Objective
Every entry below should be repeated exactly; the pictures should not.

▬▬▬▬▬▬▬▬▬▬

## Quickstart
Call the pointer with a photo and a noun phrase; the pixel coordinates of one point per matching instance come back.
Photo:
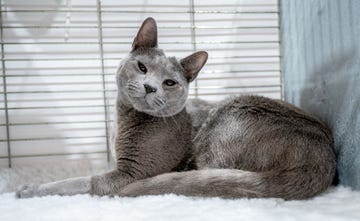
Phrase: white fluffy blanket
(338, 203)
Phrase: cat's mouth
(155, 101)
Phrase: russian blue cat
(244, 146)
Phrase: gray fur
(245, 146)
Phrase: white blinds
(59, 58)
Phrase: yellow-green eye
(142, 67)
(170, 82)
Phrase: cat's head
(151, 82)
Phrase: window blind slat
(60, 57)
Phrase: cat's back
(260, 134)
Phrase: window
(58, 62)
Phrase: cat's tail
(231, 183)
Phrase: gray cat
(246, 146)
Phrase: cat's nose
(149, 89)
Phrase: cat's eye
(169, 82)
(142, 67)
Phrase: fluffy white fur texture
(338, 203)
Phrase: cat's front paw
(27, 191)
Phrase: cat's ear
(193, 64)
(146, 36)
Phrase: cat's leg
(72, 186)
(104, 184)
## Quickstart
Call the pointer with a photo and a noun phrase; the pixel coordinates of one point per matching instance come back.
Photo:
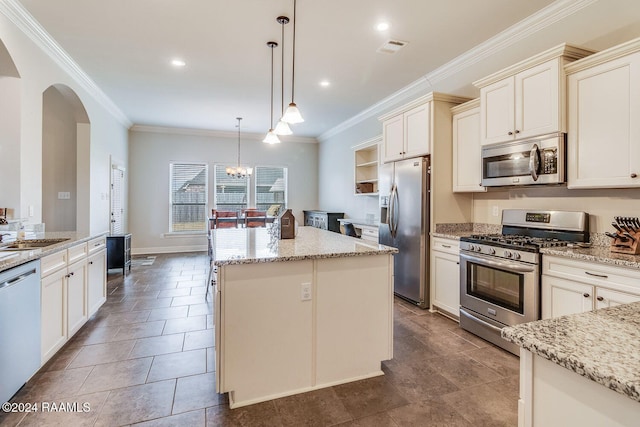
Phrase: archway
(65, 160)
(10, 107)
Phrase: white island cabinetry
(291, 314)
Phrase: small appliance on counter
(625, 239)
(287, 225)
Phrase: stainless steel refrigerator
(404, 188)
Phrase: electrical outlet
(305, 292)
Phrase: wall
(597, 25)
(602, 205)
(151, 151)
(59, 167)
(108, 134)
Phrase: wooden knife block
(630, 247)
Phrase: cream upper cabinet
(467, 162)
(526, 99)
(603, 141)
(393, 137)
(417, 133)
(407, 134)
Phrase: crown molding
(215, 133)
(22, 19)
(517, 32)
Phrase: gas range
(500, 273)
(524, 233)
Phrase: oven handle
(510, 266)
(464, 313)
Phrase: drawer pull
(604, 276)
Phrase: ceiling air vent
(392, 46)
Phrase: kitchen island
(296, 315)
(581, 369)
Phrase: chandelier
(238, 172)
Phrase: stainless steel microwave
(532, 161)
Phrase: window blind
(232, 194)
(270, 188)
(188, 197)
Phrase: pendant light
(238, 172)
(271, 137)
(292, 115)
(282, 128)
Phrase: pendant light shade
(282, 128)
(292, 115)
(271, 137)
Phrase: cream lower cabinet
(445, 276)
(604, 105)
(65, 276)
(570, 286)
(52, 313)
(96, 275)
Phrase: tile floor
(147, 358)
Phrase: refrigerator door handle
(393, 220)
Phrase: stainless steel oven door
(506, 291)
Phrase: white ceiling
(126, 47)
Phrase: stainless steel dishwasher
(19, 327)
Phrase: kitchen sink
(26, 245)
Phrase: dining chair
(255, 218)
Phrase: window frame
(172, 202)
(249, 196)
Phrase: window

▬▬▬▬▬▬▬▬▬▬

Complete output
## Quickstart
Call the pointer with a photo and a noun phrase; the pixel coordinates of one point per matching instance come back.
Photo:
Phrase: white fluffy blanket
(338, 203)
Phrase: cat's mouth
(155, 101)
Phrase: russian blue cat
(244, 146)
Phrase: gray fur
(245, 146)
Phrase: white blinds
(59, 58)
Phrase: yellow-green eye
(142, 67)
(170, 82)
Phrase: cat's head
(151, 82)
Phrase: window blind slat
(60, 57)
Phrase: cat's back
(260, 134)
Phrase: window
(58, 62)
Phrase: cat's tail
(231, 183)
Phrase: gray cat
(246, 146)
Phrase: cat's nose
(149, 89)
Phrase: cat's eye
(169, 82)
(142, 67)
Phrase: fluffy white fur texture
(338, 203)
Phrase: cat's front paw
(27, 191)
Phrase: cat's ear
(193, 64)
(146, 36)
Phrase: cat's leg
(72, 186)
(104, 184)
## Quickstart
Call the pointer with a photo and a noun phrase; the pixel coordinates of one point per matching instance come back.
Photo:
Phrase: archway
(65, 160)
(10, 107)
Phrase: white island cabinetry
(291, 314)
Phrase: small appliance on counter
(625, 239)
(287, 225)
Phrase: stainless steel refrigerator
(404, 188)
Phrase: electrical outlet
(305, 292)
Phrase: wall
(597, 25)
(602, 205)
(151, 151)
(59, 167)
(108, 134)
Phrase: wooden knife block
(630, 247)
Phrase: cream upper cabinet
(467, 162)
(526, 99)
(603, 141)
(393, 137)
(417, 133)
(407, 134)
Phrase: crown molding
(215, 133)
(22, 19)
(517, 32)
Phrase: gas range
(500, 273)
(524, 233)
Phrase: oven handle
(510, 266)
(464, 313)
Phrase: drawer pull
(604, 276)
Phrase: ceiling air vent
(392, 46)
Phrase: kitchen island
(296, 315)
(581, 369)
Phrase: chandelier
(238, 172)
Phrase: stainless steel microwave
(532, 161)
Phrase: window blind
(232, 194)
(270, 188)
(188, 197)
Phrase: pendant light
(238, 172)
(271, 137)
(292, 115)
(282, 128)
Phrase: pendant light shade
(282, 128)
(292, 115)
(271, 137)
Phrase: cream lower cabinet
(445, 276)
(604, 105)
(65, 276)
(570, 286)
(52, 313)
(96, 275)
Phrase: tile floor
(147, 358)
Phrase: refrigerator door handle
(393, 220)
Phrase: stainless steel oven door
(506, 291)
Phrase: white ceiling
(126, 47)
Phrase: stainless steel dishwasher
(19, 327)
Phrase: kitchen sink
(26, 245)
Phrase: dining chair
(255, 218)
Phrase: window frame
(172, 202)
(249, 196)
Phrase: window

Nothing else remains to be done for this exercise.